STATED GOAL :: Reproduce the data starting at the line that contains "Could you please locate the blue" and running through the last line of the data. Add 140 to each coordinate of every answer point, and keep all other lines unchanged.

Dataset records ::
★ ★ ★ ★ ★
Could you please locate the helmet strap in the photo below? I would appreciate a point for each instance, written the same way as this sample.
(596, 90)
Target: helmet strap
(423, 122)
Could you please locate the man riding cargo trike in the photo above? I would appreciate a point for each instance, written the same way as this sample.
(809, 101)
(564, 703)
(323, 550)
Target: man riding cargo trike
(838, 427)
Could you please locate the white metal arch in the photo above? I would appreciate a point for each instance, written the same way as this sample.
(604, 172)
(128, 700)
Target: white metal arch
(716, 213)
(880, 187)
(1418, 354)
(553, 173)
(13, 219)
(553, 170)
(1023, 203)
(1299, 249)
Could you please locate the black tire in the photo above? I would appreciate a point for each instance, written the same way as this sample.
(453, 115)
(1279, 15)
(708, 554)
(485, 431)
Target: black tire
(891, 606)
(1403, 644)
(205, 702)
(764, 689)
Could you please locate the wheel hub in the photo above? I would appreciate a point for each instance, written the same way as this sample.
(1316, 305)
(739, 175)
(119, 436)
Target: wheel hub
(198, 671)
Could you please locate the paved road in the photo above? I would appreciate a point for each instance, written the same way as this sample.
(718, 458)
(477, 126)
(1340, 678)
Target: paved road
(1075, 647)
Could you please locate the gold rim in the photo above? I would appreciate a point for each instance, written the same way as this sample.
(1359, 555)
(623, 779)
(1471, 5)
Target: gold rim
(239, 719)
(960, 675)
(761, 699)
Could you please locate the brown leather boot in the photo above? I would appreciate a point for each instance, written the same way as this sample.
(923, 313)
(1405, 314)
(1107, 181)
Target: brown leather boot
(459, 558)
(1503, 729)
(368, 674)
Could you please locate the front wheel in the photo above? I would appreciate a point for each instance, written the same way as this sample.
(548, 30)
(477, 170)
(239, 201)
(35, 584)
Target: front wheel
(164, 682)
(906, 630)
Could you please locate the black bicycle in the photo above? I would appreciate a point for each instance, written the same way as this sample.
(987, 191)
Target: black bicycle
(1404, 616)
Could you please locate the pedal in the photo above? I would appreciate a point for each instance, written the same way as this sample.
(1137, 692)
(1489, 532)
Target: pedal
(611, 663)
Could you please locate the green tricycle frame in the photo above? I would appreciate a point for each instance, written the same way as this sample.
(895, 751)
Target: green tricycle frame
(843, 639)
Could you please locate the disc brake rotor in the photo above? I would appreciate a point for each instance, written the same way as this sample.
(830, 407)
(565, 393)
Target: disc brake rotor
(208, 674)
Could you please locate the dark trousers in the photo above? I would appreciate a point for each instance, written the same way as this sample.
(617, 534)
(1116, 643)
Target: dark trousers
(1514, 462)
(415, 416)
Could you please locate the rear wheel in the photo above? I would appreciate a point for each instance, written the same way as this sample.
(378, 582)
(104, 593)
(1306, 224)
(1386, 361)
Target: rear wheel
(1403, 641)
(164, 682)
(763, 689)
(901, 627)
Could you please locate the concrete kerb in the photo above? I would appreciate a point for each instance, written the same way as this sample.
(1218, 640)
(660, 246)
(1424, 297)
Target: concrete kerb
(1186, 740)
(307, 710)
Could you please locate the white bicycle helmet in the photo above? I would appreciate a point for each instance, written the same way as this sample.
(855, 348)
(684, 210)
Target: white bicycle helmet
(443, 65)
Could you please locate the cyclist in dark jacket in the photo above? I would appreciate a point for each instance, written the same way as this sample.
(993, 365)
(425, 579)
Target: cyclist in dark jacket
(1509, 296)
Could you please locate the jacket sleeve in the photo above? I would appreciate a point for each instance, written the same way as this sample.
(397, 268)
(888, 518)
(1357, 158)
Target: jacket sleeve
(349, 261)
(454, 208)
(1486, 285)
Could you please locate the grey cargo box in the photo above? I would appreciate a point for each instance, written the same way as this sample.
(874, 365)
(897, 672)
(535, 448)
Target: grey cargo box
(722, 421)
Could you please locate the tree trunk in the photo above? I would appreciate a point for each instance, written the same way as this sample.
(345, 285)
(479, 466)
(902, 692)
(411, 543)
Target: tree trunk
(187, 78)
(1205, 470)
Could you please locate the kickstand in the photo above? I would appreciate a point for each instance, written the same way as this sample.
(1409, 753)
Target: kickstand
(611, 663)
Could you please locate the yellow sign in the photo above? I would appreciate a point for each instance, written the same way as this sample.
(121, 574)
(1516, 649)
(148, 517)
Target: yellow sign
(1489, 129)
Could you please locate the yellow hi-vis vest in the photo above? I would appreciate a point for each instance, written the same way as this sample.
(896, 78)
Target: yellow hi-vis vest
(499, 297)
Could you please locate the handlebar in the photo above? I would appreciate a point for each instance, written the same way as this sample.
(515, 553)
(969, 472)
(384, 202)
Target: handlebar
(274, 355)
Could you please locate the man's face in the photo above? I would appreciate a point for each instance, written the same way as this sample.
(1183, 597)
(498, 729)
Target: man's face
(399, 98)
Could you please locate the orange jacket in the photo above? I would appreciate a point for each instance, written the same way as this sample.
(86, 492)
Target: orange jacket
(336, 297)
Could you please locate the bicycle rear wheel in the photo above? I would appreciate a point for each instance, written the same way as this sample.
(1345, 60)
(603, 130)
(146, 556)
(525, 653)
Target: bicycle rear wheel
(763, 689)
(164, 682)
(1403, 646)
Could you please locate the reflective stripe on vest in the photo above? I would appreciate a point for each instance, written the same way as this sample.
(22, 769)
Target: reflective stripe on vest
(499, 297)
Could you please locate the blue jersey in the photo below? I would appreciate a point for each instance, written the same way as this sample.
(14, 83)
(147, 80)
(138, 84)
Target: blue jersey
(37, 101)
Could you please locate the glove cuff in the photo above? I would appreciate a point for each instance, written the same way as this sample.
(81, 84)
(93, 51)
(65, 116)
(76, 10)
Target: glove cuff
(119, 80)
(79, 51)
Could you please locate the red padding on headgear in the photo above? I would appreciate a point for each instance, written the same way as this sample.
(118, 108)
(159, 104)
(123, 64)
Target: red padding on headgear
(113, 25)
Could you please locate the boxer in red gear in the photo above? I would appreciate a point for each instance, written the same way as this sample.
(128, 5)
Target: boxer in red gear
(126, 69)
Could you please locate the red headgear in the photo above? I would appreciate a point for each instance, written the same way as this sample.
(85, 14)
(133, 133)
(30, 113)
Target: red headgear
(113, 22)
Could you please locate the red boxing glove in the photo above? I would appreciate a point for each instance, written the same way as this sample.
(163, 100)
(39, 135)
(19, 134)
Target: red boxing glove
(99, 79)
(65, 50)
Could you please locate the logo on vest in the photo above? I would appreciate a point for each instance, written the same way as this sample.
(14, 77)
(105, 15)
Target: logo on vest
★ ★ ★ ★ ★
CORRECT OUTPUT ::
Could you please locate the blue jersey in the photo below? I would appreciate a point for each instance, written the same way as this sample.
(14, 83)
(147, 80)
(138, 84)
Target: blue jersey
(177, 241)
Could you please locate the glove cuff in the photo above? I would appreciate a point for each instance, written the same way as this sample.
(81, 84)
(93, 51)
(65, 116)
(76, 10)
Target: glove cuff
(259, 220)
(219, 191)
Could you please locate the red padding on headgear in the photo above? I would appreciate a point for each instance, written the same way as this sample.
(118, 108)
(159, 104)
(123, 64)
Target: red padding on headgear
(253, 165)
Could you please locate the boxer in red gear in the photo above? I would appreciate a point for each instance, written the same way as this sample.
(128, 5)
Target: boxer in red gear
(266, 209)
Could you please locate the red headgear in the photo above? I would appreciate a point for each instance, written the same way as this sample.
(85, 14)
(133, 133)
(30, 113)
Target: red headgear
(253, 162)
Could you please locate the red boxing glove in the photo above? I would appreciate a point for each instance, written the same way as this sample.
(163, 100)
(39, 135)
(19, 134)
Target: red boxing glove
(239, 219)
(205, 190)
Could you please locate the logo on vest in the photo above? I would appreciate a point for each instance, written the same way as this sample.
(14, 77)
(105, 15)
Target: logo on vest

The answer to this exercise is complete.